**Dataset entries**
☆ ☆ ☆
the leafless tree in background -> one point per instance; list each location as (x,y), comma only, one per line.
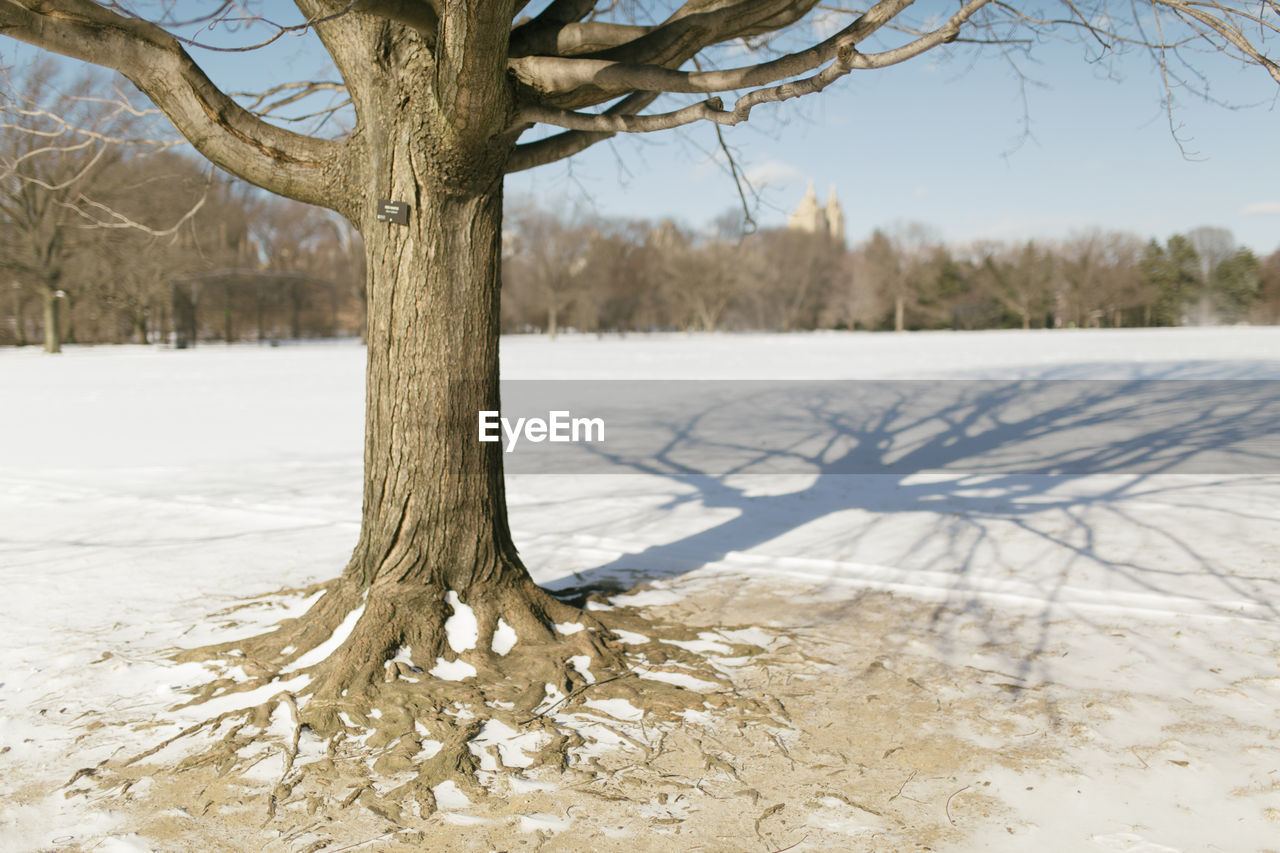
(444,92)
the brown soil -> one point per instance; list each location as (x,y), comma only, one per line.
(858,738)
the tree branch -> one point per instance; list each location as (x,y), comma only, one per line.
(282,162)
(846,60)
(566,145)
(557,74)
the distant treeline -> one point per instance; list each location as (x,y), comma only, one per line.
(611,276)
(108,235)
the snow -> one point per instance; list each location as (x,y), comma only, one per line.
(452,670)
(461,628)
(448,796)
(146,496)
(620,708)
(581,664)
(503,638)
(324,649)
(512,747)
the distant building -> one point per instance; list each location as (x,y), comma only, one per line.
(818,219)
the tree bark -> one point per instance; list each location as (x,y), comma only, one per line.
(53,331)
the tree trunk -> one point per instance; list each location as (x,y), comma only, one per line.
(53,333)
(434,529)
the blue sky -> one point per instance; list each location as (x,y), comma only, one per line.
(941,141)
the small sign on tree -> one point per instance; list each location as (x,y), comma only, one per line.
(394,211)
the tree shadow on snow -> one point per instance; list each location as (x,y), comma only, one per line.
(1064,498)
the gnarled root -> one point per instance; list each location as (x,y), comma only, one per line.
(387,694)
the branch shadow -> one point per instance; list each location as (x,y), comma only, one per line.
(965,495)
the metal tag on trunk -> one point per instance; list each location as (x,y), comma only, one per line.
(394,211)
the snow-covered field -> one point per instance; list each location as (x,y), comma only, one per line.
(146,492)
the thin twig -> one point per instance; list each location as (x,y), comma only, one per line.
(903,787)
(949,804)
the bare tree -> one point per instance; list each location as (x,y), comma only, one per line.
(1019,278)
(442,94)
(54,150)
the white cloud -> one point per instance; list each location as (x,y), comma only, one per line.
(772,173)
(1262,209)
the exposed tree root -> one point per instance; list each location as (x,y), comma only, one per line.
(379,697)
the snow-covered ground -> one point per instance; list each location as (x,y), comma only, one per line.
(145,493)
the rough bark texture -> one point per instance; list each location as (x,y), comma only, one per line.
(434,506)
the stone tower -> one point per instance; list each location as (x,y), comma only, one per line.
(808,217)
(817,219)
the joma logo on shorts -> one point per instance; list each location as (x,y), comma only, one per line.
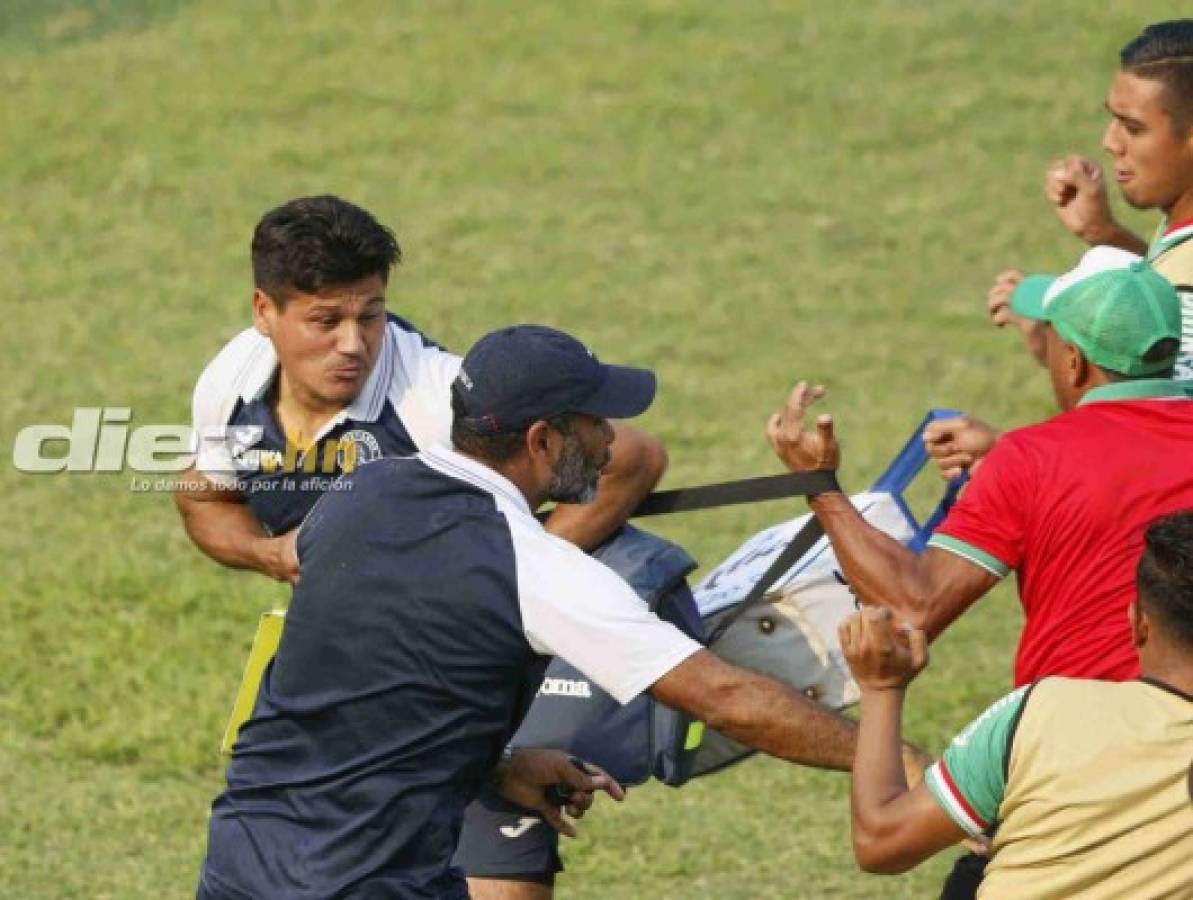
(566,688)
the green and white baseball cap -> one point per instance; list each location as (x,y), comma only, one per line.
(1112,306)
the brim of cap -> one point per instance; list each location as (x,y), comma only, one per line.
(1027,299)
(624,392)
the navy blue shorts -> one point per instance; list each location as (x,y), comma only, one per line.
(502,840)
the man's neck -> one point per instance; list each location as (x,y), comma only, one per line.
(1168,664)
(300,413)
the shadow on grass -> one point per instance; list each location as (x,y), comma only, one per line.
(44,24)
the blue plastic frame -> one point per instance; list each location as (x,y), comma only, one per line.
(903,469)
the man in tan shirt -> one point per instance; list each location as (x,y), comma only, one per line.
(1085,787)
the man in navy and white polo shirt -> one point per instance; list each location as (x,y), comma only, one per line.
(427,587)
(325,381)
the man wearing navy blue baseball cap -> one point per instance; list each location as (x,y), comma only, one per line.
(427,590)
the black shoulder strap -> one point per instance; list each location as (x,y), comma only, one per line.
(728,493)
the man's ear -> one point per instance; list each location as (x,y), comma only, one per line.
(1076,367)
(265,312)
(1139,624)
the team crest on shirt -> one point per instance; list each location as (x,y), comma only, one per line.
(357,448)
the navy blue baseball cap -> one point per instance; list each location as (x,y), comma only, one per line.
(518,375)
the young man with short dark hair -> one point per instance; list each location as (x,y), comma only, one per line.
(1150,142)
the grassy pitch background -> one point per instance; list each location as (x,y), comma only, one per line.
(737,195)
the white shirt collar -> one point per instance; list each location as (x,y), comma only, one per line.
(449,462)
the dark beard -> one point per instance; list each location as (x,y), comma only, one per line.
(575,478)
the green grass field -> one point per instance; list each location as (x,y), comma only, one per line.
(736,195)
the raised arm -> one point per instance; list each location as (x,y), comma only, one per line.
(894,827)
(638,463)
(1076,190)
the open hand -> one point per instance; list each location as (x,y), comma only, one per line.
(881,655)
(797,448)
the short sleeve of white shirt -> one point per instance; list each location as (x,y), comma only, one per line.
(579,609)
(420,390)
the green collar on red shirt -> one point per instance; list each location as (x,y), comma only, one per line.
(1133,389)
(1168,236)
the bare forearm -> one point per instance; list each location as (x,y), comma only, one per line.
(771,717)
(759,712)
(881,571)
(228,532)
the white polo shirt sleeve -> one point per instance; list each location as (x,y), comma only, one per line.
(420,392)
(245,364)
(579,609)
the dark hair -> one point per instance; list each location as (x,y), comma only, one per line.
(314,242)
(1163,349)
(1164,53)
(499,448)
(1164,578)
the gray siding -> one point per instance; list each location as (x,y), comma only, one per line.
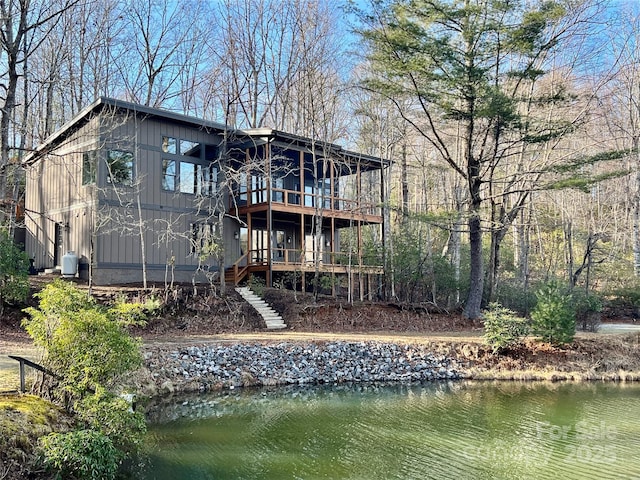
(55,194)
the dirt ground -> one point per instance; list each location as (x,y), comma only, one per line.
(205,318)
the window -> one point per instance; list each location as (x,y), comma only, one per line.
(187,177)
(203,239)
(119,167)
(89,165)
(169,145)
(190,149)
(207,180)
(169,175)
(198,179)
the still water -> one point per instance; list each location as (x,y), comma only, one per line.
(460,430)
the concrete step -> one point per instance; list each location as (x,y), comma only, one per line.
(273,320)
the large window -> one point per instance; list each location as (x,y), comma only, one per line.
(89,165)
(120,167)
(184,176)
(169,175)
(190,148)
(198,179)
(187,177)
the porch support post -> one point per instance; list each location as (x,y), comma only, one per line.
(249,243)
(267,155)
(332,252)
(303,249)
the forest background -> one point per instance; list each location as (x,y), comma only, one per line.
(513,125)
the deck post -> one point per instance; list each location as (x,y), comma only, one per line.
(23,387)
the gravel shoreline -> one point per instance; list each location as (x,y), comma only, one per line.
(216,367)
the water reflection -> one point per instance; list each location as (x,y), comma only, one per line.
(442,430)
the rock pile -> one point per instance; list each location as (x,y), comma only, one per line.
(229,366)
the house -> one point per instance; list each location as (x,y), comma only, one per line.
(140,193)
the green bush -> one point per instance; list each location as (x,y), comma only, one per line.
(588,307)
(81,455)
(84,343)
(14,272)
(503,329)
(554,316)
(112,416)
(87,346)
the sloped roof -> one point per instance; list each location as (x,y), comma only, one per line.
(244,137)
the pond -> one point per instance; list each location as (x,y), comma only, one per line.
(462,430)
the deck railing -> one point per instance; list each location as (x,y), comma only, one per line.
(297,198)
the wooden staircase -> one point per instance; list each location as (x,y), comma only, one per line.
(272,318)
☆ ☆ ☆
**PROBLEM TO SOLVE**
The records above should be retyped in full and exactly; omit the pictures.

**EXERCISE RESPONSE**
the leafless tree in background -> one point per instance; list each location as (x,y), comma only, one per line.
(444,92)
the brown soil -> one point per instance; list each location as (x,y), comma only, one per line.
(858,738)
the tree branch -> one point per instance; list each location as (x,y), comma only, one per line.
(282,162)
(846,60)
(566,145)
(557,74)
the distant treeline -> one point per instance; list each location as (x,y), comma only, one per line.
(611,276)
(108,235)
the snow -> one point per instance; list each location as (x,y), comma only, one per line.
(452,670)
(461,628)
(448,796)
(146,496)
(620,708)
(581,664)
(503,638)
(324,649)
(512,747)
the distant building -> one point per instance; list each location as (x,y), comma only, one per line.
(818,219)
the tree bark -> one point per instance; list each location as (x,y), comma only, one per line.
(53,331)
the tree trunk -> one point per instance; list each location as (x,y), comma only, one per line.
(53,333)
(434,529)
the blue sky -> one point per instance; list each location as (x,y), comma only, one per line.
(941,141)
the small sign on tree -> one point per instance; list each location as (x,y), comma only, one per line.
(394,211)
the tree shadow on snow -> one point per instance; list each location as (x,y), comma only, one per line.
(1064,498)
the gnarled root -> one point per instance; list each location as (x,y), comma only, one per line.
(387,694)
the branch shadow -> one point per instance; list each location as (x,y), comma only, one per line.
(965,495)
the metal tag on trunk -> one point per instance; list each location as (x,y), comma only, one per line.
(394,211)
the snow-covered field -> one point per instance; list each location as (x,y), comma only, one per line.
(146,492)
the thin twig -> one point per instance; list each location as (x,y), comma only, one per line.
(903,787)
(949,804)
the bare tree -> one point per instance; list each location as (x,y), comma only, one per line.
(1019,278)
(442,94)
(54,150)
the white cloud -> one point per instance; list each location as (x,y), comma only, one per line.
(772,173)
(1262,209)
the exposed tree root -> one point per instance; list each location as (x,y), comma only, one per line.
(379,697)
the snow-covered ground -> one point per instance; list each location as (x,y), comma only, one per line.
(145,493)
the rough bark texture -> one point per instance; list each location as (x,y), comma only, one per line.
(434,506)
the stone tower -> one point per instance; list each location as (x,y), comma only, one per line.
(808,217)
(817,219)
the joma logo on shorts -> one point per instance; list each location as (x,y), comma only, one per line.
(566,688)
the green and white baseball cap -> one point per instance; list each location as (x,y), comma only, one per line.
(1112,306)
the brim of cap -> one point per instance; list each location as (x,y), comma only, one per line.
(1027,299)
(624,392)
the navy blue shorts -> one point per instance; list each location as (x,y), comma only, one per line.
(502,840)
the man's neck -> one point per instance; list each location as (x,y), comma only, one per line.
(1168,664)
(300,413)
the shadow on grass -> one point per instance; list each location as (x,y), comma only, one per line.
(44,24)
the blue plastic frame -> one point per instance; list each location as (x,y), comma only, one per line.
(903,469)
the man in tan shirt -> one point per instance; list each location as (x,y), comma only, one per line.
(1085,787)
the man in navy and white polo shirt -> one point per instance; list each location as (x,y), comma only, one per line.
(427,587)
(325,381)
the man wearing navy blue baseball cap -> one point per instance; list each location as (x,y), comma only, one per line.
(427,590)
the black shoulder strap -> one point per instance; list each location as (x,y), comma only, one per line.
(728,493)
the man's ear -> one point per instance; list each location as (x,y), comma only, one per line.
(1076,367)
(265,312)
(1139,624)
the team crest on shirt -> one point per instance; list each location as (x,y), comma only, one per line.
(357,448)
the navy blue baseball cap -> one point per instance; list each location as (x,y), comma only, one per line.
(518,375)
the young man with short dark hair -> one point per instance; list each location as (x,y), comma only, one per line.
(1150,142)
the grassy pitch background -> one point per instance; list each location as (x,y), comma only, one per line.
(737,195)
the white shirt collar -> one point per instance; list each location as (x,y), comma only, one per line.
(449,462)
the dark beard -> one point per instance; list each location as (x,y), comma only, one per line.
(575,478)
the green grass field -> one point per instance; list each location as (x,y), comma only, one per line.
(736,195)
the raised arm -> one point per instance; list each location as (x,y), comma only, one per line.
(894,827)
(638,463)
(1076,190)
the open hand -> one point per instance; list each location as (x,y), comma only, one per line.
(881,655)
(797,448)
the short sleeve of white shirt -> one point per instance; list each location as (x,y), comma only, one per line.
(579,609)
(420,390)
the green collar on red shirt -> one point per instance; list each location as (x,y), comma only, one per line.
(1133,389)
(1168,236)
the bare forearm -> one point per instance; list each location as (x,y), comma only, one per line.
(771,717)
(759,712)
(881,571)
(228,532)
the white polo shirt sleeve -> one point per instance; list each location as (x,y), comma only, one per line.
(420,392)
(245,364)
(579,609)
the dark hair -> one point per instance; list each location as (x,y), comma only, one per line.
(314,242)
(1163,349)
(1164,53)
(499,448)
(1164,578)
the gray siding -> one point per instance; list each location as (x,y), comma only, one per line.
(55,194)
the dirt ground -> one point per instance; list each location as (x,y), comma only, one per line.
(205,318)
the window -> one point per instance; list each location as (x,y), comma only, one per line.
(187,177)
(203,239)
(119,167)
(89,165)
(169,145)
(190,149)
(207,180)
(169,175)
(198,179)
the still water -> one point per instance; list each location as (x,y), comma only, one per line.
(460,430)
the concrete step -> one point per instance; list each location as (x,y), comma only, one per line.
(273,320)
the large window -> one point per instance; list each location as (x,y), comma only, one per line.
(89,165)
(120,167)
(184,176)
(169,175)
(190,148)
(198,179)
(187,177)
the porch support post -> one point per instance; list each location as (x,y), comma only, one per line.
(249,243)
(267,155)
(332,252)
(303,249)
the forest background -> one point per instance; list each location as (x,y), comma only, one per line.
(513,125)
the deck post -> one point per instance; list each location as (x,y), comma only, one per line.
(23,387)
the gravel shoreline -> one point per instance; list each location as (x,y), comma only, one per line.
(216,367)
the water reflection -> one point per instance; list each location as (x,y), comma only, one per line.
(442,430)
the rock pile -> one point per instance; list each location as (x,y), comma only, one per line.
(229,366)
the house -> one point per instance; list each location as (x,y), comma only, one per line.
(140,193)
the green bush -> one point per instance; list each location as (x,y), comma only, one per line.
(588,307)
(81,455)
(84,343)
(14,272)
(503,329)
(554,316)
(112,416)
(87,346)
the sloped roof -> one point per instance; list each location as (x,y), comma only, one per line.
(244,137)
the pond -> one point per instance; list each location as (x,y), comma only, one per line.
(462,430)
the deck railing -> one point per instance; list each location as (x,y), comma only, one per line.
(297,198)
the wooden staircase -> one point per instance; list each location as (x,y), comma only, one per line.
(272,318)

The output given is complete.